▶ _DESCRIPTION OF THE TASK_
Switch "grass lawn" to "turf" in the part that opens with the line containing "of the grass" and closes with the line containing "pixel 1277 836", and write those lines out again with everything else left unchanged.

--- Begin LISTED ENTRIES ---

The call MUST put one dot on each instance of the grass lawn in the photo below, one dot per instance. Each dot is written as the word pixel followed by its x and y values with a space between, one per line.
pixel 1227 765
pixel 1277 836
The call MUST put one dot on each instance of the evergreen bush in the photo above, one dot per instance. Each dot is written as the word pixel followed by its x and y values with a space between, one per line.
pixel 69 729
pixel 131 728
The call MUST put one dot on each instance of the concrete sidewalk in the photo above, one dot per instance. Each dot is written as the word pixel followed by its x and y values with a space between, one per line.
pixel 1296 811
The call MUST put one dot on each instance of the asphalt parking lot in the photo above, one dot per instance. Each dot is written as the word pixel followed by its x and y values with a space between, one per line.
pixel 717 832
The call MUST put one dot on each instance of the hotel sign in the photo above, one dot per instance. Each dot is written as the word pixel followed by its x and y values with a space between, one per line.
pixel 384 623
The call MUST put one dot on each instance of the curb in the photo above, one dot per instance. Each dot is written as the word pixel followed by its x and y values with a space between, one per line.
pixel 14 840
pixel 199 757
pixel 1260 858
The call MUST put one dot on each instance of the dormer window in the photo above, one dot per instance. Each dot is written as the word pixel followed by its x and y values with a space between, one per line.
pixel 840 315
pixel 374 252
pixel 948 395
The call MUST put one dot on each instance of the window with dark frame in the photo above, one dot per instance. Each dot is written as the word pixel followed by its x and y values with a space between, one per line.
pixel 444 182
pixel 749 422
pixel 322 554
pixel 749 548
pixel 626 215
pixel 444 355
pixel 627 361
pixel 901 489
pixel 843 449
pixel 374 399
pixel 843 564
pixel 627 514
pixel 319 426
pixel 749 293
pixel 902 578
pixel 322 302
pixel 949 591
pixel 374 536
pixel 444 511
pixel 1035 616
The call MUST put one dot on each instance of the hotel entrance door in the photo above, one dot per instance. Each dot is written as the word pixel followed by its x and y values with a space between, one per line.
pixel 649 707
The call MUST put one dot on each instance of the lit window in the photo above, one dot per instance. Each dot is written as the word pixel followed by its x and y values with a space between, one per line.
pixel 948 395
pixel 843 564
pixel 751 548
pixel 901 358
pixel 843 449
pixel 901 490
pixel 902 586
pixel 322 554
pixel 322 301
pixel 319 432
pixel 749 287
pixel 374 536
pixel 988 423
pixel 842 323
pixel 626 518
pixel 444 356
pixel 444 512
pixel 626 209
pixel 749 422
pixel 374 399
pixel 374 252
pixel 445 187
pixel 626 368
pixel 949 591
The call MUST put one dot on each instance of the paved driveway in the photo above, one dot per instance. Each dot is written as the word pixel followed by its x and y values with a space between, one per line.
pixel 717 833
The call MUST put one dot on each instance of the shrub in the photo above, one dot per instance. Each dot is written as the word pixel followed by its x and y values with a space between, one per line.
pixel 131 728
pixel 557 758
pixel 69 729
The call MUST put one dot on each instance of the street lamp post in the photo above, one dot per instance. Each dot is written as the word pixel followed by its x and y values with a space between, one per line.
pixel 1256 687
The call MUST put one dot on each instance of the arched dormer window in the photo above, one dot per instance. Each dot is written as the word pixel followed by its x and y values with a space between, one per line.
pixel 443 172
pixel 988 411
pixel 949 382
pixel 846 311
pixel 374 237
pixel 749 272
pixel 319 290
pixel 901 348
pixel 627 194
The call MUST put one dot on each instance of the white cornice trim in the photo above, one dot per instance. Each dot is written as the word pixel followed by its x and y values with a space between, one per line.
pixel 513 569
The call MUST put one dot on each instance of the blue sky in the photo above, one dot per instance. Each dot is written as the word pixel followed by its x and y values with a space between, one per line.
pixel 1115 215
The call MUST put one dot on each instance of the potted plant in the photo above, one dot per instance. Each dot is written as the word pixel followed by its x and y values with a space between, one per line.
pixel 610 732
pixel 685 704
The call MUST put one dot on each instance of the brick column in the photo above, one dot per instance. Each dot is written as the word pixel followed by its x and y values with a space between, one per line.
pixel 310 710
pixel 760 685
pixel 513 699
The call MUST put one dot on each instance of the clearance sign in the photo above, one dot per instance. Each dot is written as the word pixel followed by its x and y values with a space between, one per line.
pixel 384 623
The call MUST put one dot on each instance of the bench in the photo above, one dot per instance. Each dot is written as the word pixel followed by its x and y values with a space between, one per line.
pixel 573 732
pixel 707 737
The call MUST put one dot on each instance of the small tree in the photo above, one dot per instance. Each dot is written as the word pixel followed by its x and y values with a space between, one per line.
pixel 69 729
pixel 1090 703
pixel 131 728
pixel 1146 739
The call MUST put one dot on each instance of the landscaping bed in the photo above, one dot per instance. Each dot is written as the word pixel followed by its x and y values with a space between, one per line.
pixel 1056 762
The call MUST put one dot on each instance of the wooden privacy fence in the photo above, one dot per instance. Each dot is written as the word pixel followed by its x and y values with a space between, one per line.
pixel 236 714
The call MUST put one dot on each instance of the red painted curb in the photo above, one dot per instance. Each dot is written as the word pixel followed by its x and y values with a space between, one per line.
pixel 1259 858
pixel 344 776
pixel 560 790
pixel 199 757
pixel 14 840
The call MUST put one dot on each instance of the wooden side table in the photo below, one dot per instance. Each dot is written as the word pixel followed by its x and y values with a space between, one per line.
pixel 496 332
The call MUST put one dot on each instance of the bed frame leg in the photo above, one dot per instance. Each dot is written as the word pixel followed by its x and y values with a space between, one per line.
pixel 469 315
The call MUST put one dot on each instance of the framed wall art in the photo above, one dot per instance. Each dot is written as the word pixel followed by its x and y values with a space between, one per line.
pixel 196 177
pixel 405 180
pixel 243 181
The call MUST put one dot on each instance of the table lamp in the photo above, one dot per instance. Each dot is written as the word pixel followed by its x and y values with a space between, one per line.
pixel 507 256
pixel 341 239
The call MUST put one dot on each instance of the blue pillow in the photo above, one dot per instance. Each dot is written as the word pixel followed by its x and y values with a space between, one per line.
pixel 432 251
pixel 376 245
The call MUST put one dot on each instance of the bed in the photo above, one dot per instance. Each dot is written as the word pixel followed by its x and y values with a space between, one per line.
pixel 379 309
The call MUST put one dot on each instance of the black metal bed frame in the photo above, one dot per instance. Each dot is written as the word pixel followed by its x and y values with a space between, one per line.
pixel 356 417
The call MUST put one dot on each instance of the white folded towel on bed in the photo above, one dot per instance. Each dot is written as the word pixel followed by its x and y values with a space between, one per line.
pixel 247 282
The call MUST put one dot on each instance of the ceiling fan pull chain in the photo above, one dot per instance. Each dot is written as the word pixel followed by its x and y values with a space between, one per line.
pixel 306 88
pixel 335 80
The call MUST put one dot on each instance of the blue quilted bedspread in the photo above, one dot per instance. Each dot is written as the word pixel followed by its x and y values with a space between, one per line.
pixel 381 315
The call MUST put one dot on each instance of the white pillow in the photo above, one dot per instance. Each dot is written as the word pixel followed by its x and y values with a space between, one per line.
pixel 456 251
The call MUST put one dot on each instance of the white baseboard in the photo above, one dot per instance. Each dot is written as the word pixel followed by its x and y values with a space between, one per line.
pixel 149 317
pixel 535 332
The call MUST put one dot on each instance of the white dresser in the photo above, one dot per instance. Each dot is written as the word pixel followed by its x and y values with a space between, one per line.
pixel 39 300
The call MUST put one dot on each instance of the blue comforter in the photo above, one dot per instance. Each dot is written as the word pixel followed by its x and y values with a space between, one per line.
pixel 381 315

--- End LISTED ENTRIES ---
--- Begin LISTED ENTRIES ---

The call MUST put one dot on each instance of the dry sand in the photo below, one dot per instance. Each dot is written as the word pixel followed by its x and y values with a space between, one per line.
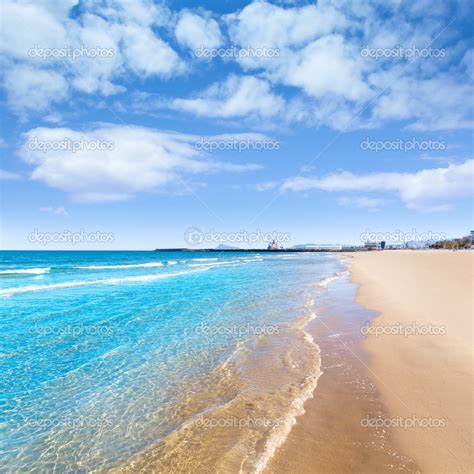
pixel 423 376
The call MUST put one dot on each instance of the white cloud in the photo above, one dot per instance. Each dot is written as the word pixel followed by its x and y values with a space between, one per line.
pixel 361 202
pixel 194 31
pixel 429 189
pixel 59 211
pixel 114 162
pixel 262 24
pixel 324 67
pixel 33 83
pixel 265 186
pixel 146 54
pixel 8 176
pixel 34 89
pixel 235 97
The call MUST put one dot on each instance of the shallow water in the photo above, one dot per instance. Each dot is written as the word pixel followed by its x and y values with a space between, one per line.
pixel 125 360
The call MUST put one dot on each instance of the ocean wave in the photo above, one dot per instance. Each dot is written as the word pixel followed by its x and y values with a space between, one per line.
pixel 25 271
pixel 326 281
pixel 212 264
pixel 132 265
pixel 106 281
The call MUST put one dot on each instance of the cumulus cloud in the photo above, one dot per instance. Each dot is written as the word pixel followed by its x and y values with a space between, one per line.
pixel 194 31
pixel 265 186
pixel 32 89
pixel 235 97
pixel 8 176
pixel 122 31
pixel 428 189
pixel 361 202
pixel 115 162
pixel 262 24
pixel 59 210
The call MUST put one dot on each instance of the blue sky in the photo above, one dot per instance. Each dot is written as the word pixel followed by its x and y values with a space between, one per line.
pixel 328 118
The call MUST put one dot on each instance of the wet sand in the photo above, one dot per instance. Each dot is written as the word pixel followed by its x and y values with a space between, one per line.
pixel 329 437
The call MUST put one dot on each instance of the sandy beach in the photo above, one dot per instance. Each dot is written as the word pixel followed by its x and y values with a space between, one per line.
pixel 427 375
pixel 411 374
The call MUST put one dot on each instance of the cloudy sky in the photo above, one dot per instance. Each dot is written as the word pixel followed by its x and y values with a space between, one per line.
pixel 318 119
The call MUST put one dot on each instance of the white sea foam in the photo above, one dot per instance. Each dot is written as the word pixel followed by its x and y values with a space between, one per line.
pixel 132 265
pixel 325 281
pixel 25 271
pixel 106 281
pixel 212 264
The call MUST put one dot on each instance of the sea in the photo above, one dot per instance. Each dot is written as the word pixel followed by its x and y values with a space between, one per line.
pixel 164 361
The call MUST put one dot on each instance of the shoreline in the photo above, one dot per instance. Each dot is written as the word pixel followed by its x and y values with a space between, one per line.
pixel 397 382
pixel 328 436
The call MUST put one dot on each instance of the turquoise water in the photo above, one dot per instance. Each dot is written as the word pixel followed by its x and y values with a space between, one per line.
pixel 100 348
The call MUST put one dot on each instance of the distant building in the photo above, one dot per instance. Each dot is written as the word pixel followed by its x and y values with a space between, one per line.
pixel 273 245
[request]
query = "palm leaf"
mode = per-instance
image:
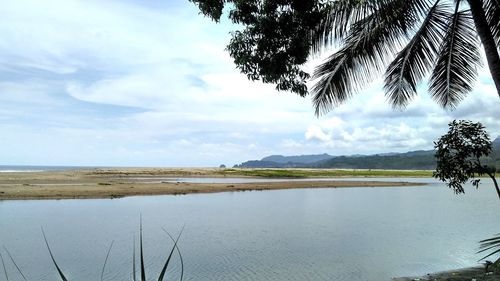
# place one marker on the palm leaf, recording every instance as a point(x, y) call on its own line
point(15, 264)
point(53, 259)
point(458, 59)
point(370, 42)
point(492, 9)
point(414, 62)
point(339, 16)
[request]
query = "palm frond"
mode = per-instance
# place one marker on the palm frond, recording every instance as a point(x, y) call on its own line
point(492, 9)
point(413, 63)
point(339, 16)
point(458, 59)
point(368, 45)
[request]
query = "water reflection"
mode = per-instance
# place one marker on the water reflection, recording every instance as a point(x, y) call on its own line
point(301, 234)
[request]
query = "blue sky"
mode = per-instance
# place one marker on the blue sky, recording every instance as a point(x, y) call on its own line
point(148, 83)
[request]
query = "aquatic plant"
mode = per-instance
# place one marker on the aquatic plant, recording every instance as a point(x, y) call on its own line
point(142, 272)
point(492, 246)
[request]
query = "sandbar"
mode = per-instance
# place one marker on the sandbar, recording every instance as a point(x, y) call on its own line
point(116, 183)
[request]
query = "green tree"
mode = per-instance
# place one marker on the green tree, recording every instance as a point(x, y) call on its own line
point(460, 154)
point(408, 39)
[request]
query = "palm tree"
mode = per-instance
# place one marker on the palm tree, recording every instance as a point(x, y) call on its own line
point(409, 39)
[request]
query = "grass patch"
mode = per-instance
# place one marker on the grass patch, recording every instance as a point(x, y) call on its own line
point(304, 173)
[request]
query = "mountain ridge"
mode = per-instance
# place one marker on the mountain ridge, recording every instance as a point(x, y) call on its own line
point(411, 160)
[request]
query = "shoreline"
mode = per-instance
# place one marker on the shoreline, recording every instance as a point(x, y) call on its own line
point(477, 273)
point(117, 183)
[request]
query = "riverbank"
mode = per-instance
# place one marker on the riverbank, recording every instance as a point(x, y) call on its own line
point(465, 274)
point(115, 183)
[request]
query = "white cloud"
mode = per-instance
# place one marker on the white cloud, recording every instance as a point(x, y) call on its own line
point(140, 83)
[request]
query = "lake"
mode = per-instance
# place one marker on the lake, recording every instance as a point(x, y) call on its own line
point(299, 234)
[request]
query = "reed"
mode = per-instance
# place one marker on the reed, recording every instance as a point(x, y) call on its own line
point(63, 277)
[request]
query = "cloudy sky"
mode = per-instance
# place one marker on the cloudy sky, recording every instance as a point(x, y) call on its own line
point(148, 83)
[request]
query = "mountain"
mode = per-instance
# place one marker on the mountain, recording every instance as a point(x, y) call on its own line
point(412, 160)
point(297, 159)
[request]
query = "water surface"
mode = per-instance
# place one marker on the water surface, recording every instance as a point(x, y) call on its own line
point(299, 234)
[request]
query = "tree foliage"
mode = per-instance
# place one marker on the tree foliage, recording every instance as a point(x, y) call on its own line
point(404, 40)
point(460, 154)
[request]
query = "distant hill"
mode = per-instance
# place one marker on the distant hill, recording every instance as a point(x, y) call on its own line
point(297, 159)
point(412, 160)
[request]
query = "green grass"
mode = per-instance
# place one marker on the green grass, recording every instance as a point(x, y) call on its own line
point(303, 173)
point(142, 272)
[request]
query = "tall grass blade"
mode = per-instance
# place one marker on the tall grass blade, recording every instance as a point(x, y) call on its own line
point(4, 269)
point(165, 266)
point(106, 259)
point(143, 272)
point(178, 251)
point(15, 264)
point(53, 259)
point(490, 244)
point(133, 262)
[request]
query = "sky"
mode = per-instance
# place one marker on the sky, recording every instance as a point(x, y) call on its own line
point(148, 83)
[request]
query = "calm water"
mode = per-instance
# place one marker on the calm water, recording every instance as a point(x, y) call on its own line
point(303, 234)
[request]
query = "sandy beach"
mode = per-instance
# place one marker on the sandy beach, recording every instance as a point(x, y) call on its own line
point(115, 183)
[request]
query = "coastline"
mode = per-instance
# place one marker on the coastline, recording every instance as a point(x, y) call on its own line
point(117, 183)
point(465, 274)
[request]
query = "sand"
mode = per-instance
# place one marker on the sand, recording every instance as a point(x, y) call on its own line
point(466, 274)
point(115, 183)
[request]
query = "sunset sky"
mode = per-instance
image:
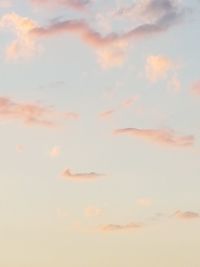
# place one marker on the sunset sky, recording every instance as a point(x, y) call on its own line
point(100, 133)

--- End LISTED ENTRIES ---
--- Begin LISTED ENTRIES ---

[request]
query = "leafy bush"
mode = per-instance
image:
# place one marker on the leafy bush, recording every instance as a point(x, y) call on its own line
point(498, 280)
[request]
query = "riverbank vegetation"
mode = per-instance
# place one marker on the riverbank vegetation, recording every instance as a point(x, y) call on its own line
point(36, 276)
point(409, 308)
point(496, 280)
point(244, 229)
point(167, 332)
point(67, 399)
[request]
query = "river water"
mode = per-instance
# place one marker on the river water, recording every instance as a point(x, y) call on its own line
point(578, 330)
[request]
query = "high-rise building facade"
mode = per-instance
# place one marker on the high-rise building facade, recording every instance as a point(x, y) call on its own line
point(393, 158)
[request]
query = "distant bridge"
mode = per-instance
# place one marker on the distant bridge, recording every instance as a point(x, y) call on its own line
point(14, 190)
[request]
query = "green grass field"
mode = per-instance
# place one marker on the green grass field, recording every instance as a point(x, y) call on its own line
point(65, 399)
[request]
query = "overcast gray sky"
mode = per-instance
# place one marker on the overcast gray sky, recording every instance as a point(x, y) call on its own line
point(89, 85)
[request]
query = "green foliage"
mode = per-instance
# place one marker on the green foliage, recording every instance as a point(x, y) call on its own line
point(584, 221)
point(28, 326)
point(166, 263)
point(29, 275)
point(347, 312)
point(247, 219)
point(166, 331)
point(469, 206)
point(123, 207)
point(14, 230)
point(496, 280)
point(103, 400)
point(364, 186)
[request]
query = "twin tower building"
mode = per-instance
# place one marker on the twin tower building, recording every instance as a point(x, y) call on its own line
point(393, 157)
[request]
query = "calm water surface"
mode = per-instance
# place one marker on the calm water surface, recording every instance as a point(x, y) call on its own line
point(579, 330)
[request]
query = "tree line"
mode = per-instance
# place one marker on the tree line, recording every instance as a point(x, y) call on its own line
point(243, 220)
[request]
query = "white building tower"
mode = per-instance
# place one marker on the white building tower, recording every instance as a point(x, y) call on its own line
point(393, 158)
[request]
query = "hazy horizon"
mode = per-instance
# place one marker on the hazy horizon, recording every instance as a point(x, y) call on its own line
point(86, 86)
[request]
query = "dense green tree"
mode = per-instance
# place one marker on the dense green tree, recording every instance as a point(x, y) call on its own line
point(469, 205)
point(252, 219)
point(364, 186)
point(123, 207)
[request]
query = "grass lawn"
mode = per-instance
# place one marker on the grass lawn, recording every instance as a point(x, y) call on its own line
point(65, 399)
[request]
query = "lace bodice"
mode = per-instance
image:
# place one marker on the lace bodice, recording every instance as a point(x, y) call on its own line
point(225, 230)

--- End LISTED ENTRIES ---

▶ _RESPONSE_
The call MUST put one dot on each instance of the turf in the photo below, one dot per instance. Each dot is written as the word pixel followed by its x and y values with a space between, one per line.
pixel 1227 765
pixel 1277 836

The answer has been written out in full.